• The task: Reproduce all of the records below verbatim, line for line.

• Input for this task:

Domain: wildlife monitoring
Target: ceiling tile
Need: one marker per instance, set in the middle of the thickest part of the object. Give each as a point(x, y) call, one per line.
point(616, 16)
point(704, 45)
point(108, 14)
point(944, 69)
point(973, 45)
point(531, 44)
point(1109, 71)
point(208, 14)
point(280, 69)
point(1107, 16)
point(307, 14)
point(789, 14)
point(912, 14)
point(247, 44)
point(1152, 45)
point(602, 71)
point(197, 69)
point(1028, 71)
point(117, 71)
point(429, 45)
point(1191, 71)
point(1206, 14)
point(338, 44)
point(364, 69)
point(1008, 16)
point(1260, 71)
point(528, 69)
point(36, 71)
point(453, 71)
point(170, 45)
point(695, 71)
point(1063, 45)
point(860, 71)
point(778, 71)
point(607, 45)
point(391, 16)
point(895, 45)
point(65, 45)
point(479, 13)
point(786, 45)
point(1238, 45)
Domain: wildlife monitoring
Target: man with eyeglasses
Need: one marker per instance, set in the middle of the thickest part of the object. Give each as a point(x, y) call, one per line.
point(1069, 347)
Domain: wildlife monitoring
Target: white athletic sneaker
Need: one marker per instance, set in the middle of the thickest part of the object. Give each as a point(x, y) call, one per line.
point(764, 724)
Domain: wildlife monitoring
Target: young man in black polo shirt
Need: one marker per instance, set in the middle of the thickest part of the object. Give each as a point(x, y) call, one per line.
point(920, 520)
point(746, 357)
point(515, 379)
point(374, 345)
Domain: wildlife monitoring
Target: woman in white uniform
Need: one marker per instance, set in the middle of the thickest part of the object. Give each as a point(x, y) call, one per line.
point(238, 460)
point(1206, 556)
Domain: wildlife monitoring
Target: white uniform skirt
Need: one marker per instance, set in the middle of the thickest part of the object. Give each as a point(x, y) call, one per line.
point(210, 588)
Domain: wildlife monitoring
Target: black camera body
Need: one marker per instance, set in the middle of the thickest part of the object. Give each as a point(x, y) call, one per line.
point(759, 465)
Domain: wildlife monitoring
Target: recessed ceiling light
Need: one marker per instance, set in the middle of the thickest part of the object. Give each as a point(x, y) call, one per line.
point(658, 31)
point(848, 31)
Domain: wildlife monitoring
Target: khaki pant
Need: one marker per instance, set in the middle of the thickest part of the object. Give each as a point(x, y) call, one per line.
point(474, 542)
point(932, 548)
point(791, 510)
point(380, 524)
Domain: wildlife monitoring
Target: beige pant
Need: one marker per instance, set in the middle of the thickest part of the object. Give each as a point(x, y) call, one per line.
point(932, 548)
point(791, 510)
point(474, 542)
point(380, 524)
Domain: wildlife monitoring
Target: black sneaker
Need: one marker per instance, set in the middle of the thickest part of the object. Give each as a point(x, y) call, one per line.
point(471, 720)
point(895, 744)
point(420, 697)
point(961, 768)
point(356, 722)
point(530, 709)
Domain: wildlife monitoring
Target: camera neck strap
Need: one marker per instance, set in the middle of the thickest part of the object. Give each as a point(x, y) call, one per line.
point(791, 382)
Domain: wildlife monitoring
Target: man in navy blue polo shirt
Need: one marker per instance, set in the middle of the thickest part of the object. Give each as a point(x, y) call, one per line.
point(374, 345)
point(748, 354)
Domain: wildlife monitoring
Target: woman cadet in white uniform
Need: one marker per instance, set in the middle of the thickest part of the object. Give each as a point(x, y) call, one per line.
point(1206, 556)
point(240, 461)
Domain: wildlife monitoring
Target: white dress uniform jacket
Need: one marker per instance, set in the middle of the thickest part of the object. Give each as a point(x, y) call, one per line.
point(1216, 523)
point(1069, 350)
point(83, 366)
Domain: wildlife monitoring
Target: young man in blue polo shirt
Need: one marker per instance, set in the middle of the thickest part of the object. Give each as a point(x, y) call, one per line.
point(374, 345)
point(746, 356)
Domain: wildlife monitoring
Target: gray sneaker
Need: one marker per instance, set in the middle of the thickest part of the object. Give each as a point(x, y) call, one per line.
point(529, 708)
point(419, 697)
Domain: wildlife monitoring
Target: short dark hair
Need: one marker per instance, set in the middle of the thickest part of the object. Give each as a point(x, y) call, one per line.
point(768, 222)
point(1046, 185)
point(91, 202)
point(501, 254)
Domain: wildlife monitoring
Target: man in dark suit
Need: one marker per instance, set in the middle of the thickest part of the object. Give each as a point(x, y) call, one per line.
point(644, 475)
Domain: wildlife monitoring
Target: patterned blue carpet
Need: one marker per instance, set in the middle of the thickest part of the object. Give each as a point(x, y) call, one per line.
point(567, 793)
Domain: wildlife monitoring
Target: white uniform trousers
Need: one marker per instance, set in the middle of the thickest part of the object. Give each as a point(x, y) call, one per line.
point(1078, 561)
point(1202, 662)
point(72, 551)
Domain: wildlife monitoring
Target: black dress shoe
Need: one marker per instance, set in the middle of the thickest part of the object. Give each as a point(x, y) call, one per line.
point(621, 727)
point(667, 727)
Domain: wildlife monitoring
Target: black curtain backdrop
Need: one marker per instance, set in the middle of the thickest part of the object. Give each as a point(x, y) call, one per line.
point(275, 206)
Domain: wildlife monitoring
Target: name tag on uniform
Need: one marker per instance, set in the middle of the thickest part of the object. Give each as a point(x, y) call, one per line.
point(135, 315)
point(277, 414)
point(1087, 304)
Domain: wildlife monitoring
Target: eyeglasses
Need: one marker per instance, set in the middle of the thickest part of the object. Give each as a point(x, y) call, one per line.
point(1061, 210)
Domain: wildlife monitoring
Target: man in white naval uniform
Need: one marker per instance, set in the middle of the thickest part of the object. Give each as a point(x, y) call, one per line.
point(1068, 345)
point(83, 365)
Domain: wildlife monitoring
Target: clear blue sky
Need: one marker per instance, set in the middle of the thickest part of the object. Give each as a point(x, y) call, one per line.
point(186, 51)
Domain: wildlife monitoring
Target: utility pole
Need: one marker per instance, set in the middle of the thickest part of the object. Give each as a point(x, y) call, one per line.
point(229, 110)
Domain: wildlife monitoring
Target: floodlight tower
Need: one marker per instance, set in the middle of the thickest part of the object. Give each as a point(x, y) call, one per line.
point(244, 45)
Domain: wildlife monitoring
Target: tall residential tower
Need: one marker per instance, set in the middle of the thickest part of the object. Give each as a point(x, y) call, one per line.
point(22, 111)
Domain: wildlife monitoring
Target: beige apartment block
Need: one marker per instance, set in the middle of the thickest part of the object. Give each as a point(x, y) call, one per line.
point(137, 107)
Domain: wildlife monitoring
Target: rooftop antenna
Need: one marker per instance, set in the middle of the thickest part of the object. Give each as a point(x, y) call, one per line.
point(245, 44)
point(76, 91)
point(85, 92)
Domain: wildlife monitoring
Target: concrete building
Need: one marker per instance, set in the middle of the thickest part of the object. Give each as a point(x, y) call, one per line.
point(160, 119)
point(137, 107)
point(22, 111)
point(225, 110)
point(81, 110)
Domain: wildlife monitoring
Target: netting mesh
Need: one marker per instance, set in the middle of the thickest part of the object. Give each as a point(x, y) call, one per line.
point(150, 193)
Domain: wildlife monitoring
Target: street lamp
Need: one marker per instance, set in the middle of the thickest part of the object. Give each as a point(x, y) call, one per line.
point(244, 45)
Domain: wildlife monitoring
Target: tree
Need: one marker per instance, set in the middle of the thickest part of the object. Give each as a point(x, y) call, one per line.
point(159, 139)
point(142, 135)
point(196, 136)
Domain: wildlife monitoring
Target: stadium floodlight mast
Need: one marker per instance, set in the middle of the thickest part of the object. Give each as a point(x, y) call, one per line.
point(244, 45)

• Correct response:
Domain: wildlife monitoring
Target: ceiling tile
Need: one marker per instance, set in the middle of the thickest part of the object. Give each as a point(x, y) call, one per line.
point(616, 16)
point(704, 45)
point(108, 14)
point(944, 69)
point(973, 45)
point(531, 44)
point(1109, 71)
point(208, 14)
point(280, 69)
point(1107, 16)
point(307, 14)
point(789, 14)
point(912, 14)
point(247, 44)
point(1152, 45)
point(602, 71)
point(197, 69)
point(1028, 71)
point(117, 71)
point(429, 45)
point(1191, 71)
point(1206, 14)
point(338, 44)
point(364, 69)
point(1008, 16)
point(1260, 71)
point(528, 69)
point(36, 71)
point(453, 71)
point(170, 45)
point(695, 71)
point(1063, 45)
point(860, 71)
point(778, 71)
point(607, 45)
point(391, 16)
point(895, 45)
point(65, 45)
point(479, 13)
point(786, 45)
point(1238, 45)
Domain: wildlife monitoring
Target: man with eyeglasses
Need: one marker per instance, set in the middle of the thickest part of the object. Give each as a point(x, y) call, one per line.
point(1069, 347)
Domain: wildlife monitoring
Target: white athletic sneaker
Need: one marker per instance, set in the middle of the thickest part of the object. Give each as a point(x, y) call, one per line.
point(764, 724)
Domain: wildlife monitoring
Target: young man in black polo shirt
Need: one marker per instance, set in the middle of the thickest part of the object. Give each as a point(x, y) call, one per line.
point(920, 520)
point(746, 357)
point(515, 379)
point(374, 345)
Domain: wildlife monitoring
Target: woman in white uniform
Need: one marker per instance, set in the middle of the thickest part of the object. Give each as a point(x, y) call, one per line.
point(238, 460)
point(1206, 556)
Domain: wildlife monitoring
Target: white uniform skirt
Need: one marker per instance, set in the middle of the thickest part of the object. Give each as a point(x, y) call, one per line.
point(210, 588)
Domain: wildlife monitoring
Target: black camera body
Need: one marker per instance, set in the middle of the thickest part of the object. Give each as a point(x, y) call, one per line.
point(759, 465)
Domain: wildlife monitoring
Target: recessed ceiling light
Need: one marker per instance, set in the middle of the thickest part of the object. Give each as a point(x, y) call, one per line.
point(658, 31)
point(848, 31)
Domain: wildlife monitoring
Target: khaki pant
Need: one marker per instance, set in the middle of the thickest part of the object. Give each as a point(x, y) call, one per line.
point(474, 542)
point(932, 548)
point(791, 510)
point(380, 524)
Domain: wildlife monitoring
Target: beige pant
Need: one marker per instance, set in the middle of the thickest part of the object. Give each as a point(x, y) call, one per line.
point(932, 548)
point(791, 510)
point(474, 542)
point(380, 524)
Domain: wildlife monitoring
Target: black sneaker
Need: one marker per instance, set in the middle of the thickest part of the object. Give each as a point(x, y) call, one per line.
point(471, 720)
point(895, 744)
point(420, 697)
point(961, 768)
point(356, 722)
point(530, 709)
Domain: wildlife monitoring
Target: camera neck strap
Need: one marker per instance, set in the middle of the thickest part of the object. Give each as a point(x, y) call, one per line.
point(791, 382)
Domain: wildlife monitoring
Target: man in navy blue polo shirt
Need: one marker per instance, set in the middle of the thickest part of the object. Give each as a point(x, y) call, one per line.
point(374, 345)
point(748, 354)
Domain: wildlife monitoring
Target: woman cadet in white uniform
Need: one marker per instance, set in the middle of the thickest part of the object. Give each as a point(x, y) call, one per line.
point(1206, 556)
point(240, 461)
Domain: wildlife monitoring
Target: white dress uniform jacket
Need: one marker per instance, set in the middle of the thickest part of the object. Give each as a point(x, y) call, one per line.
point(1216, 523)
point(1069, 350)
point(83, 366)
Domain: wildlife monitoring
Target: young man in blue polo shirt
Need: one marker per instance, set in the middle of the thickest part of the object. Give each as a point(x, y) call, one per line.
point(374, 345)
point(746, 356)
Domain: wildlife monitoring
Target: gray sneaker
Need: one marker per instance, set in the middle of the thickest part of the object. Give each as a point(x, y) call, one per line.
point(529, 708)
point(419, 697)
Domain: wildlife monitoring
Target: short dark hair
Need: one marker per instance, set in the middle of the thickest part of the object. Give each as a point(x, y) call, one per line.
point(768, 222)
point(1046, 185)
point(91, 202)
point(501, 254)
Domain: wildlife monitoring
Target: man in dark suit
Need: one marker per instance, set in the middle of the thickest part of the object. Give each as a point(x, y) call, one per line.
point(644, 475)
Domain: wildlife monitoring
Target: patterned blue carpet
Need: one marker per instance, set in the middle of the thickest part of the object. Give each as a point(x, y) call, one per line.
point(567, 793)
Domain: wildlife monitoring
Target: white uniform trousers
Need: one marker per instance, set in the middle of the thickest part of the object. Give each as a point(x, y) call, one per line.
point(1078, 561)
point(1202, 662)
point(72, 551)
Domain: wildlife monitoring
Target: black dress shoe
Need: one marker per instance, set in the middle of the thickest part of the object. Give each as a point(x, y) call, one per line.
point(621, 727)
point(667, 727)
Domain: wildlife monitoring
Target: black curtain backdrop
Need: one marker per instance, set in the middle of the thickest part of the object. Give each as a point(x, y) call, one per line.
point(275, 206)
Domain: wildlife monitoring
Target: name tag on uniform
Need: one marker per instance, set in the middle of the thickest part of the object. Give each as a point(x, y) call, one per line.
point(135, 315)
point(277, 414)
point(1087, 304)
Domain: wildlife monitoring
Target: eyeglasses
Need: one marker per instance, set in the middle of the thickest part of the object. Give each as a point(x, y) call, one per line.
point(1061, 210)
Domain: wildlife monitoring
Target: man in white naval uniform
Need: one marker per instance, set in the middle of the thickest part of the object. Give each as a point(x, y) call, one per line.
point(1068, 345)
point(83, 365)
Domain: wildlife monitoring
Target: clear blue sky
Need: one marker per instance, set in the middle of the thickest part of the object. Give each as a point(x, y) call, one per line.
point(186, 51)
Domain: wildlife monitoring
Target: utility pole
Need: one marker per instance, set in the middle of the thickest part of the object. Give each as a point(x, y) call, one per line.
point(229, 110)
Domain: wildlife monitoring
Target: floodlight tower
Need: one marker per instance, set in the middle of the thickest part of the object. Give each as a point(x, y) call, one per line.
point(244, 45)
Domain: wildlife monitoring
Target: tall residential tower
Need: one marker per instance, set in the middle of the thickest part of the object. Give each as a point(x, y) call, one per line.
point(22, 111)
Domain: wildlife monitoring
Target: beige apartment block
Need: one marker per instance, set in the middle of the thickest part of the object. Give each as a point(x, y) call, one per line.
point(137, 107)
Domain: wildlife monitoring
Target: rooftop antenna
Need: one marker per instance, set in the middle of the thickest part of the object. Give each as a point(x, y) call, one per line.
point(245, 44)
point(76, 91)
point(85, 92)
Domain: wildlife monitoring
Target: concrete building
Need: one marker per instance, set in the middle of the thickest part of the object. Give each as a point(x, y) call, one per line.
point(160, 119)
point(137, 107)
point(22, 111)
point(225, 110)
point(81, 110)
Domain: wildlife monitoring
Target: netting mesh
Need: one marker per instance, set in the middle of the thickest part of the object. Give each as a point(x, y) call, one per line.
point(150, 193)
Domain: wildlife monitoring
Target: street lamp
Need: one marker per instance, set in the middle of the thickest part of the object. Give each as a point(x, y) call, one per line.
point(244, 45)
Domain: wildlife monitoring
Target: tree
Need: one marker per instance, set in the middle of the thickest part of the object. Give each as a point(x, y) call, one per line.
point(159, 139)
point(142, 135)
point(196, 136)
Domain: wildlife monitoring
Target: stadium floodlight mast
Need: one marker per instance, set in the middle of the thickest part of the object. Give each as a point(x, y) call, one per line.
point(244, 45)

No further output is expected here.